Work to do>
Write the listing out again, all of it, word for word.

Records supplied>
-- BEGIN --
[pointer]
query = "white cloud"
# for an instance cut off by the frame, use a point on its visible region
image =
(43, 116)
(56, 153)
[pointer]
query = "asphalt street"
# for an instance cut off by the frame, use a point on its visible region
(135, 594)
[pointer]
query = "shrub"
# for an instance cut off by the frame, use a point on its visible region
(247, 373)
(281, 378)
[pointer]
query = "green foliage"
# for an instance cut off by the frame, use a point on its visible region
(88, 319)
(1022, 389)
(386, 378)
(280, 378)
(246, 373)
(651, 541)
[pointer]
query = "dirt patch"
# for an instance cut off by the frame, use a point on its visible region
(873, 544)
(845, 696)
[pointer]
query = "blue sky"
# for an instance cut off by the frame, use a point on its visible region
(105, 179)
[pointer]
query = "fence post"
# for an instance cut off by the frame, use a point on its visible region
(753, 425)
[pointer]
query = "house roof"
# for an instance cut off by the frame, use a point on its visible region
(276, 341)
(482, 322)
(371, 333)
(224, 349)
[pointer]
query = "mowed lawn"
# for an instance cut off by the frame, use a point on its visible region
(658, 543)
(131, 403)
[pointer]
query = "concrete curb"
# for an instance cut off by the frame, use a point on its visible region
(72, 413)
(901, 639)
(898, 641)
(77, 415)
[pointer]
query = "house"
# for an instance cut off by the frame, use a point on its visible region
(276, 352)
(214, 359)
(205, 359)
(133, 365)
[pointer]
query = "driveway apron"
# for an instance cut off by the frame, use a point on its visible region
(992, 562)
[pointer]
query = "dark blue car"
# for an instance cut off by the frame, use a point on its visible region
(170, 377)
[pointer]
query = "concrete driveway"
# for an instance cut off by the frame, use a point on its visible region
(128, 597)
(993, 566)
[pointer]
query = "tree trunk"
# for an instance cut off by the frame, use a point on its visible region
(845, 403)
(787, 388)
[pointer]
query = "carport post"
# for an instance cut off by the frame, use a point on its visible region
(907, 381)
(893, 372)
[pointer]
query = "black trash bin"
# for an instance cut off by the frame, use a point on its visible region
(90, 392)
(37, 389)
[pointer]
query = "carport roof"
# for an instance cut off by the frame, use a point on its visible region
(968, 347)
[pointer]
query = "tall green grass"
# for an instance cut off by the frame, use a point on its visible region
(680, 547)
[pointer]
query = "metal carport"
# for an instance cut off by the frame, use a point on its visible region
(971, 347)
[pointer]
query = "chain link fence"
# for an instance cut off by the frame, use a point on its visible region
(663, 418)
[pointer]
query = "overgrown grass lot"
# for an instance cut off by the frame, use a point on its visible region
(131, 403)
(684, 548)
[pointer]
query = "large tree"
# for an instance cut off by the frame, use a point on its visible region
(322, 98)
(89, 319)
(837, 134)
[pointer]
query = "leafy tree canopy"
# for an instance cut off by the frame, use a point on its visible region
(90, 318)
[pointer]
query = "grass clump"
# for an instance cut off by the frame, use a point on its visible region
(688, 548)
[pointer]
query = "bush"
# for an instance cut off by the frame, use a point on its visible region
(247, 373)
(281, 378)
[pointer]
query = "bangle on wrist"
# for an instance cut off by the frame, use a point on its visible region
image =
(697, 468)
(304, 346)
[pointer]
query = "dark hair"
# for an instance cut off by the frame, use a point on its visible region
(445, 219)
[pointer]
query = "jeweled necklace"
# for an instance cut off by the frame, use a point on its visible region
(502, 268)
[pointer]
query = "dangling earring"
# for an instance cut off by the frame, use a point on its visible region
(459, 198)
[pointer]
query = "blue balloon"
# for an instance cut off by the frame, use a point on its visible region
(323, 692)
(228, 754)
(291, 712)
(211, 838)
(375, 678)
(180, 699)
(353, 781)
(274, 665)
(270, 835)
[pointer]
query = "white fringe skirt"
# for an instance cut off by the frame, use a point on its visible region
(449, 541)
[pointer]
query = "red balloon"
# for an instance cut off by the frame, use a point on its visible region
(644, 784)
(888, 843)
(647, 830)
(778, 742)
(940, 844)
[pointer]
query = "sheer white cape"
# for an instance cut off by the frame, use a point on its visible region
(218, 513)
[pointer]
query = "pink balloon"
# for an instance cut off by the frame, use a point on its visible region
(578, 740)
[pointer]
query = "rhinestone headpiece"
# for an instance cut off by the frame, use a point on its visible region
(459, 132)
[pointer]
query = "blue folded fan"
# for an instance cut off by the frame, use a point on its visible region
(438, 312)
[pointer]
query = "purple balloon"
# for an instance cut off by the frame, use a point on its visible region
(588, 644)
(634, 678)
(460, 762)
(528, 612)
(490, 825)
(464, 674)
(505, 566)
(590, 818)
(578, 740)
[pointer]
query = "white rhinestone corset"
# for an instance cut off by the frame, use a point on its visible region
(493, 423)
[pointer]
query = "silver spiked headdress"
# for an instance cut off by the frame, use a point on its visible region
-- END --
Written response>
[pointer]
query = "white cloud"
# for an instance cut off by the frame, use a point on its visible region
image =
(43, 116)
(56, 153)
[pointer]
query = "asphalt street"
# for an instance cut off by the frame, use a point on its visible region
(135, 594)
[pointer]
query = "shrub"
# for an instance cut off by the frame, use a point on its visible region
(247, 373)
(281, 378)
[pointer]
query = "green foliage"
# for an instance cut off by the frame, use a point on its visible region
(88, 319)
(1022, 389)
(386, 378)
(280, 378)
(246, 373)
(651, 541)
[pointer]
query = "dirt patch"
# for an instance cut off by the frame, use a point on its visible region
(873, 544)
(845, 696)
[pointer]
query = "blue sky"
# for an instance cut off by the frame, use a point on its visible region
(105, 179)
[pointer]
query = "fence post"
# for an instance cut off by the frame, use a point on its visible region
(753, 425)
[pointer]
query = "house roof"
# for an instance cut off by the frame, use a point on its visible region
(276, 341)
(482, 322)
(371, 333)
(224, 349)
[pointer]
query = "mowed lawn"
# for an instance cut off by the frame, use a point on its visible region
(658, 543)
(131, 403)
[pointer]
query = "concrete curb"
# for an instance cut off by the frame, use a point on its visible region
(72, 413)
(901, 639)
(898, 641)
(77, 415)
[pointer]
query = "house"
# for an instance cut off by the frame, use a point on its visible region
(276, 352)
(214, 359)
(205, 359)
(133, 365)
[pointer]
query = "driveway apron"
# for an instance cut off by the frame, use a point on its visible region
(992, 562)
[pointer]
query = "dark blue car"
# for an instance cut off by the frame, use a point on its visible region
(170, 377)
[pointer]
query = "concrete driveway"
# for an instance cut off by the frame, use a point on its visible region
(128, 597)
(993, 566)
[pointer]
query = "tree trunk"
# for an instance cut off by the frame, use a point on its visible region
(845, 403)
(787, 388)
[pointer]
query = "carport post"
# for an instance cut off by the frame, use a point on its visible region
(907, 381)
(893, 372)
[pointer]
query = "black trash bin"
# for an instance cut off by the frame, use a point on its visible region
(90, 392)
(37, 389)
[pointer]
query = "carport roof"
# for an instance cut off by the frame, use a point on its visible region
(968, 347)
[pointer]
query = "tall green grass"
# for an instance cut off by the frame, use a point on its visible region
(680, 547)
[pointer]
query = "metal carport"
# for an instance cut off by the frame, use a point on its visible region
(971, 347)
[pointer]
query = "chain link fence"
# for an instance cut off by the frame, use a point on its visible region
(663, 418)
[pointer]
query = "overgrown grass lot"
# for an instance cut off by the frame, use a point on its visible region
(131, 403)
(684, 548)
[pointer]
query = "large tree"
# for an instance cut off by the frame, use a point on its visible region
(322, 98)
(89, 319)
(837, 134)
[pointer]
query = "leafy tree canopy"
# for an instance cut off by the frame, use a point on its visible region
(90, 318)
[pointer]
query = "grass clump"
# for an instance cut off by the frame, use a point on its visible region
(688, 548)
[pointer]
query = "bush"
# for an instance cut off by the frame, use a point on its visible region
(247, 373)
(281, 378)
[pointer]
query = "bangle on wrist"
# for an instance cut off by the frame, use a point on its visible region
image =
(697, 468)
(304, 346)
[pointer]
query = "dark hair"
# for an instance cut off by the frame, use a point on its visible region
(445, 219)
[pointer]
query = "jeweled necklace"
# for an instance cut off by the frame, use a point on its visible region
(502, 268)
[pointer]
query = "dangling earring"
# for an instance cut off by the frame, use a point on its visible region
(459, 198)
[pointer]
query = "blue balloon"
# for an instance cut off by the frame, use a point on its visible region
(323, 692)
(228, 754)
(291, 712)
(211, 838)
(375, 678)
(180, 699)
(353, 781)
(274, 665)
(270, 835)
[pointer]
query = "white fringe skirt"
# for an instance cut off by the frame, use a point on its visible region
(449, 541)
[pointer]
query = "red balloon"
# for an instance cut off by the frame, use a point on its visible region
(644, 784)
(888, 843)
(647, 830)
(778, 742)
(940, 844)
[pointer]
query = "sheer white cape"
# for an instance cut off by the frame, use a point on its visible region
(218, 513)
[pointer]
query = "pink balloon"
# for an instance cut off by the frame, use a point on its visible region
(578, 740)
[pointer]
query = "rhinestone headpiece"
# for an instance cut off by the frame, use a point on its visible region
(459, 132)
[pointer]
query = "blue folded fan"
# for an instance cut off by the frame, use a point on its visible region
(438, 312)
[pointer]
query = "purple balloon"
# for an instance cut off by the frame, use a point on its visible region
(588, 644)
(634, 678)
(460, 762)
(528, 612)
(490, 825)
(464, 674)
(505, 566)
(590, 818)
(578, 740)
[pointer]
query = "white rhinestone corset"
# for an instance cut off by the frame, use a point on its visible region
(493, 423)
[pointer]
query = "silver spiked headdress"
# for an instance cut off by the frame, use a point on its visible region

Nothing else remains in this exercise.